-- begin Data for the task --
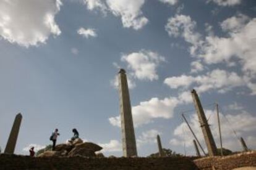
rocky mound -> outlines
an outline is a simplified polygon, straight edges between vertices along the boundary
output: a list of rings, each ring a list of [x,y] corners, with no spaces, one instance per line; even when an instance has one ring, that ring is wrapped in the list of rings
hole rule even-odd
[[[104,157],[102,153],[96,154],[96,152],[102,150],[100,146],[92,143],[83,142],[80,139],[75,139],[72,143],[61,144],[55,147],[54,151],[45,151],[40,154],[38,157],[50,156],[85,156],[85,157]]]

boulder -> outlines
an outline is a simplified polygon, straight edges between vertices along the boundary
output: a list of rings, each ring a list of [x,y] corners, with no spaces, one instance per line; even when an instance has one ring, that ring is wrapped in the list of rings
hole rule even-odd
[[[37,157],[51,157],[51,156],[61,156],[61,152],[57,151],[46,151],[40,154]]]
[[[80,138],[75,139],[72,142],[72,144],[75,145],[77,144],[82,144],[83,140]]]
[[[103,153],[99,152],[96,153],[96,157],[97,158],[105,158],[105,156],[104,156]]]
[[[74,147],[74,146],[70,144],[62,144],[57,145],[55,147],[54,151],[61,152],[67,151],[67,152],[69,152]]]
[[[102,149],[101,147],[92,142],[83,142],[82,144],[76,144],[75,147],[86,148],[87,150],[91,150],[93,152],[100,151]]]
[[[86,156],[86,157],[95,157],[95,153],[93,150],[88,150],[84,148],[74,148],[68,155],[69,156]]]

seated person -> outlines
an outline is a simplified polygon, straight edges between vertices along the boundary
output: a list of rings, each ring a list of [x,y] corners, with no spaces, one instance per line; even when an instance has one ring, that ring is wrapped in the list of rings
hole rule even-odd
[[[79,133],[78,132],[77,130],[74,128],[72,131],[74,133],[74,136],[71,137],[70,140],[69,140],[69,142],[72,143],[75,140],[75,139],[79,138]]]

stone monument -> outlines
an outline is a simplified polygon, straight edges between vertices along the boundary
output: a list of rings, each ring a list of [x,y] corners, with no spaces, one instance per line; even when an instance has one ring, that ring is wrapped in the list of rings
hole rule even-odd
[[[163,152],[163,150],[162,143],[161,142],[160,136],[159,135],[157,135],[156,139],[157,139],[157,144],[158,144],[158,145],[159,156],[160,157],[164,156],[165,155],[164,155],[164,153]]]
[[[132,120],[132,109],[126,71],[120,69],[118,73],[120,116],[124,156],[137,156],[136,141]]]
[[[8,141],[6,144],[6,149],[4,150],[4,153],[13,154],[14,153],[22,119],[22,115],[20,113],[17,115],[15,118],[14,124],[12,125],[12,128],[11,131],[10,136],[9,136]]]
[[[216,156],[218,155],[217,147],[216,147],[215,142],[214,141],[213,135],[211,134],[211,129],[208,124],[199,97],[194,89],[191,91],[191,94],[198,116],[200,127],[203,131],[203,137],[205,138],[209,156]]]

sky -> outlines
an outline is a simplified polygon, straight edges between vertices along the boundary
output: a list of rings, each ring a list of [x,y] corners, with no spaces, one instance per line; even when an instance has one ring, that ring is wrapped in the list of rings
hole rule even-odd
[[[0,1],[0,147],[15,115],[15,153],[70,139],[122,155],[117,90],[126,70],[139,156],[164,148],[194,155],[188,119],[207,150],[195,89],[220,147],[256,149],[255,0]]]

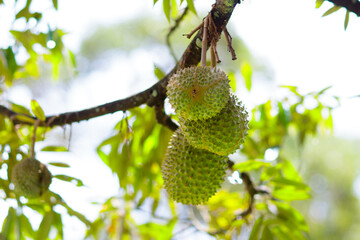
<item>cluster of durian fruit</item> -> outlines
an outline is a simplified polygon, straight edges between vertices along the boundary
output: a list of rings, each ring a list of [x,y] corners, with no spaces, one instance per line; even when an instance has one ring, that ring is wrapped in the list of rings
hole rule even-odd
[[[180,70],[169,80],[167,95],[180,127],[162,163],[164,187],[176,202],[204,204],[225,179],[227,156],[244,141],[248,114],[215,67]]]
[[[24,158],[12,170],[11,181],[19,196],[41,197],[48,190],[51,180],[50,171],[34,157]]]

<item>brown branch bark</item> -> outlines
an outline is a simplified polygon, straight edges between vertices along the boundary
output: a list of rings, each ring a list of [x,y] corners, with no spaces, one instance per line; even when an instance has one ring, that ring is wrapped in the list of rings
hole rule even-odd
-- end Data for the task --
### Work instructions
Return, with no changes, the lines above from the line with "<item>brown branch bark</item> -> outlines" up to and including the last line.

### Task answer
<item>brown branch bark</item> -> outlines
an outline is a simplified polygon, straight edges between vertices along the boundary
output: a list of rings, each ring a list of [x,y] corners, with no spaces, one instance per line; even when an instance has one ring, that ring is wrapped in the list of rings
hole rule even-odd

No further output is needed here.